--- Begin Given records ---

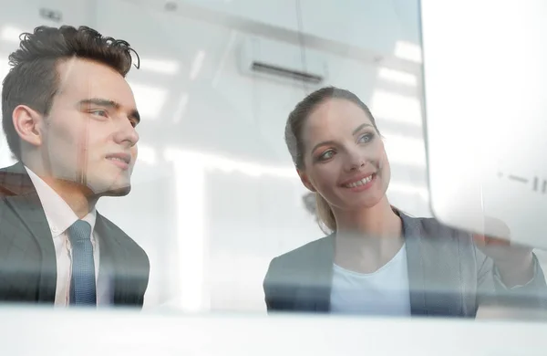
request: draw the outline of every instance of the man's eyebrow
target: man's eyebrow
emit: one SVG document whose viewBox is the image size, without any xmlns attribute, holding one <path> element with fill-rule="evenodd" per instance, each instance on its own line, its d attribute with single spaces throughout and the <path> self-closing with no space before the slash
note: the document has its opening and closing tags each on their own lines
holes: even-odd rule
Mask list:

--- End Given records ---

Task statement. Rewrite every line of the entries above as a numbered list, skipping any blank lines. Leave the pictures out of your answer.

Finished answer.
1. request: draw the outline of every instance of the man's eyebrow
2. target: man's eyebrow
3. emit: one SVG document whose viewBox is the image size, without any xmlns attribute, holding one <path> element with fill-rule="evenodd" per instance, each instance on its own line, its d attribute with single spaces throughout and the <path> self-closing with no space before the slash
4. note: the document has its opening and closing tags each on their own lines
5. holes: even-odd rule
6. Mask list:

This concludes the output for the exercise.